• _Work instructions_
Rewrite each of the rows below, substituting "all on one line" for "all on a single line" and keeping all other text unchanged.

• _Material for this task_
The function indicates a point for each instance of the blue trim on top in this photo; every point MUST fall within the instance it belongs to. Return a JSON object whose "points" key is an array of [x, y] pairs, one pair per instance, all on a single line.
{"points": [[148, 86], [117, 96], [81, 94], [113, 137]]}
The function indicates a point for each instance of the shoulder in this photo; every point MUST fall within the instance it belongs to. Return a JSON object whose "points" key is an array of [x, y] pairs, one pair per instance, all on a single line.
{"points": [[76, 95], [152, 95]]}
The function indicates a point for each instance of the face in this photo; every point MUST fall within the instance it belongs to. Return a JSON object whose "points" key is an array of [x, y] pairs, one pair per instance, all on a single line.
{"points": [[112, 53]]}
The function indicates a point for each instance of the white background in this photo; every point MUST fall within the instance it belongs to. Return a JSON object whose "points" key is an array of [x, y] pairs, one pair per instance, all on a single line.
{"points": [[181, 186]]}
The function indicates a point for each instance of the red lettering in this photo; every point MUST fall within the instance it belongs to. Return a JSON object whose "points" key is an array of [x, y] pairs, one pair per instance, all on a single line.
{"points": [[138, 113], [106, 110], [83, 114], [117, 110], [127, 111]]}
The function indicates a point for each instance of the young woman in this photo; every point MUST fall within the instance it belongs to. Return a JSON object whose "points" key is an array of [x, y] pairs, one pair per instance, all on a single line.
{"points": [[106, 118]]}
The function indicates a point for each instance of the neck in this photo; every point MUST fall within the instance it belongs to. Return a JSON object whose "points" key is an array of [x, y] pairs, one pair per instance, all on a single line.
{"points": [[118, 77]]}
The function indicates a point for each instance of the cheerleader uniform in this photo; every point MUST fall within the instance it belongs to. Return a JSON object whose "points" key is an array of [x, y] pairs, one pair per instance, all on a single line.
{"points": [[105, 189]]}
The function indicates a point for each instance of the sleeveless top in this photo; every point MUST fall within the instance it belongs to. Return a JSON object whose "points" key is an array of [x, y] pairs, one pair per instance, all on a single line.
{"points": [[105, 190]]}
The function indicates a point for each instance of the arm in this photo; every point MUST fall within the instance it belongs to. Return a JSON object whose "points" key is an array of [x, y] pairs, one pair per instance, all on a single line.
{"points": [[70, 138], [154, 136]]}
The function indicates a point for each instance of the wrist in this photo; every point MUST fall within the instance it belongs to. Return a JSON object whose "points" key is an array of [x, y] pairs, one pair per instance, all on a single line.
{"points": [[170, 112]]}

• _Exercise response_
The function indicates a point for each instance of the blue trim on top in this photo; every point MUST fall within the instance it belongs to. Return a JSON object whose "points" key is an array of [x, y] pairs, one pair per instance, all on one line.
{"points": [[148, 86], [117, 96], [81, 94], [113, 137]]}
The function indicates a point for each instance of the shoulder in this photo; every point MUST fall within the instance it belongs to. Return a JSON object whose "points" key is an array of [x, y] pairs, one pair per instance, all on one line.
{"points": [[76, 95], [152, 95]]}
The function indicates a point for each instance of the face in this photo; every point MUST fall within the instance it belongs to. Return a JSON object whose "points" key is an array of [x, y] pairs, one pair per instance, all on one line.
{"points": [[112, 53]]}
The function indicates a point for each instance of the white background in this photo; every point MUST fall within the instance it belongs to. Return a JSON object whose "points" key is an array of [x, y] pairs, one pair per instance, all on one line.
{"points": [[181, 186]]}
The function indicates a point for each instance of the red lettering in this photo; every point MUST fall within the instance it belongs to. Return a JSON object whose "points" key is an array of [x, y] pairs, one pair per instance, all on one line.
{"points": [[138, 113], [106, 110], [83, 114], [117, 110], [127, 111]]}
The function indicates a point for each instance of the young woman in this photo; every point MUST fall within the instance it belongs to. Return a JSON object whose "points" key is an array of [x, y] pairs, one pair per instance, all on one line.
{"points": [[106, 118]]}
The function indicates a point for each instance of the neck in this photo; every point MUST fall within the instance it belongs to. Return a JSON object whose "points" key is an array of [x, y] pairs, one pair per instance, all on one line.
{"points": [[118, 77]]}
The function indicates a point for each instance of the cheerleader uniform in this photo; every point MUST fall within the instance it belongs to. Return a JSON object whose "points" key is an array of [x, y] pairs, one pair per instance, all on one line.
{"points": [[105, 189]]}
The function indicates a point for each instance of the sleeveless top in this photo; every point MUST fall within the instance it belongs to. Return a JSON object whose "points" key is an array of [x, y] pairs, one pair per instance, all on one line.
{"points": [[105, 190]]}
The function indicates a point for each instance of the arm in this photo; every point MUST fall within the instance it belongs to. Return a JSON object whose "points" key is an array of [x, y] pairs, one pair per instance, all on one line.
{"points": [[70, 138], [154, 136]]}
The function indicates a point for each instance of the wrist in this photo; every point MUST fall within the instance it belongs to. Return a JSON object whose "points" key is an array of [x, y] pairs, one pair per instance, all on one line.
{"points": [[170, 112]]}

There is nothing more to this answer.